#### EXTRACTED MATERIAL:
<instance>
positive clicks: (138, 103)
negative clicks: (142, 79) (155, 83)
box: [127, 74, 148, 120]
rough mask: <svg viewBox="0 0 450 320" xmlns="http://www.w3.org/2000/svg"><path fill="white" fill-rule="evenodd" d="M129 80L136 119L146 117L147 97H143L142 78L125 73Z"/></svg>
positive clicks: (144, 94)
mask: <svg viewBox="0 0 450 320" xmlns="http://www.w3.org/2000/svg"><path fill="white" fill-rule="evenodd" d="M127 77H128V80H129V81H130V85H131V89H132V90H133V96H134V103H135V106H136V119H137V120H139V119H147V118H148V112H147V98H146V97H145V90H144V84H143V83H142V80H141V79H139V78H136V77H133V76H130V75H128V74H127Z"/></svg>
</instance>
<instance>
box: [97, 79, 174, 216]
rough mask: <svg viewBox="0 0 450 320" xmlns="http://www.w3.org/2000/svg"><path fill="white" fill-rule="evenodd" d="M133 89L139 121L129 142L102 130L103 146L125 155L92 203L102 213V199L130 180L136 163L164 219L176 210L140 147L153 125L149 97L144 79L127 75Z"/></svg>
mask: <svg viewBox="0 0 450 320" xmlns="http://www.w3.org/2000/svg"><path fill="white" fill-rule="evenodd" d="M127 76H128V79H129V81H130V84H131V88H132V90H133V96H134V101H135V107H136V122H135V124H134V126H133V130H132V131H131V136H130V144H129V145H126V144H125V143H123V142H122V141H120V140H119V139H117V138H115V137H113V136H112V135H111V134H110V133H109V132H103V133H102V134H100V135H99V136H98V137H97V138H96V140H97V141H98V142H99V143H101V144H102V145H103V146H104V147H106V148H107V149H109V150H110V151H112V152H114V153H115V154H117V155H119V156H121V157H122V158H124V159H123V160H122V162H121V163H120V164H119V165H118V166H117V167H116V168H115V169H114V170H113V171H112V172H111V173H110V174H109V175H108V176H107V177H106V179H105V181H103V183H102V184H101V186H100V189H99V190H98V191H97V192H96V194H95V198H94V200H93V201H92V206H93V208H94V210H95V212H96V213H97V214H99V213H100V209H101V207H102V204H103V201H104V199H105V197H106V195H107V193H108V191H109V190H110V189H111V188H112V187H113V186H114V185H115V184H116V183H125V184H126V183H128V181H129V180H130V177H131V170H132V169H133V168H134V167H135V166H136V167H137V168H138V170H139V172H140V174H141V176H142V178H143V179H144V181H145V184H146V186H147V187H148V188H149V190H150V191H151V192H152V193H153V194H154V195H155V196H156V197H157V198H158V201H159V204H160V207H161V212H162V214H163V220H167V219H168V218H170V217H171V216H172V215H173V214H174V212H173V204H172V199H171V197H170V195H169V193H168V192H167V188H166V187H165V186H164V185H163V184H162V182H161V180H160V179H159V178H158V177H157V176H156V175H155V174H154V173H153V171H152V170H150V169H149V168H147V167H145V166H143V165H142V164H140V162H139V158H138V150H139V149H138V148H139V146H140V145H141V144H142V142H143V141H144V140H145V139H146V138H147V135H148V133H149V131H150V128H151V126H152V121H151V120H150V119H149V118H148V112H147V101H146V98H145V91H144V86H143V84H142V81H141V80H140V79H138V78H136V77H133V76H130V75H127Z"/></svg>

#### TASK DIRECTIONS:
Would you output the whole listing exactly as written?

#### COMPLETED EXERCISE:
<instance>
positive clicks: (138, 103)
negative clicks: (142, 79) (155, 83)
box: [127, 74, 148, 120]
rough mask: <svg viewBox="0 0 450 320" xmlns="http://www.w3.org/2000/svg"><path fill="white" fill-rule="evenodd" d="M129 80L136 119L146 117L147 97H143L142 78L125 73Z"/></svg>
positive clicks: (144, 94)
mask: <svg viewBox="0 0 450 320" xmlns="http://www.w3.org/2000/svg"><path fill="white" fill-rule="evenodd" d="M127 77H128V80H129V81H130V85H131V89H132V90H133V96H134V103H135V106H136V119H137V120H139V119H147V118H148V112H147V98H146V97H145V90H144V84H143V83H142V80H141V79H139V78H136V77H133V76H130V75H128V74H127Z"/></svg>
</instance>
<instance>
box: [97, 79, 174, 216]
rough mask: <svg viewBox="0 0 450 320" xmlns="http://www.w3.org/2000/svg"><path fill="white" fill-rule="evenodd" d="M133 89L139 121L129 142L102 130L103 146L125 155L92 203L102 213V199L130 180L136 163L164 219L176 210L140 147L153 125L149 97L144 79L127 75Z"/></svg>
mask: <svg viewBox="0 0 450 320" xmlns="http://www.w3.org/2000/svg"><path fill="white" fill-rule="evenodd" d="M127 76H128V79H129V81H130V84H131V88H132V90H133V96H134V101H135V107H136V122H135V124H134V126H133V130H132V131H131V136H130V144H129V145H126V144H125V143H123V142H122V141H120V140H119V139H117V138H115V137H113V136H112V135H111V134H110V133H109V132H103V133H102V134H100V135H99V136H98V137H97V138H96V140H97V141H98V142H99V143H101V144H102V145H103V146H104V147H106V148H107V149H109V150H110V151H112V152H114V153H115V154H117V155H119V156H121V157H122V158H124V159H123V160H122V162H121V163H120V164H119V165H118V166H117V167H116V168H115V169H114V170H113V171H112V172H111V173H110V174H109V175H108V176H107V177H106V179H105V181H103V183H102V184H101V186H100V189H99V190H98V191H97V192H96V194H95V198H94V200H93V201H92V206H93V208H94V210H95V212H96V213H97V214H99V213H100V209H101V207H102V204H103V201H104V199H105V197H106V195H107V193H108V191H109V190H110V189H111V188H112V187H113V186H114V185H115V184H116V183H125V184H126V183H128V181H129V180H130V177H131V170H132V169H133V168H134V167H135V166H136V167H137V168H138V170H139V172H140V174H141V176H142V178H143V179H144V181H145V184H146V186H147V187H148V188H149V190H150V191H151V192H152V193H153V194H154V195H155V196H156V197H157V198H158V201H159V204H160V207H161V212H162V214H163V220H167V219H168V218H170V217H171V216H172V215H173V214H174V212H173V204H172V199H171V197H170V195H169V193H168V192H167V188H166V187H165V186H164V185H163V184H162V182H161V180H160V179H159V178H158V177H157V176H156V175H155V174H154V173H153V171H152V170H150V169H149V168H147V167H145V166H143V165H142V164H140V162H139V158H138V150H139V149H138V148H139V146H140V145H141V144H142V142H143V141H144V140H145V139H146V138H147V135H148V133H149V131H150V128H151V126H152V121H151V120H150V119H149V118H148V112H147V101H146V98H145V91H144V86H143V84H142V81H141V80H140V79H138V78H136V77H133V76H130V75H127Z"/></svg>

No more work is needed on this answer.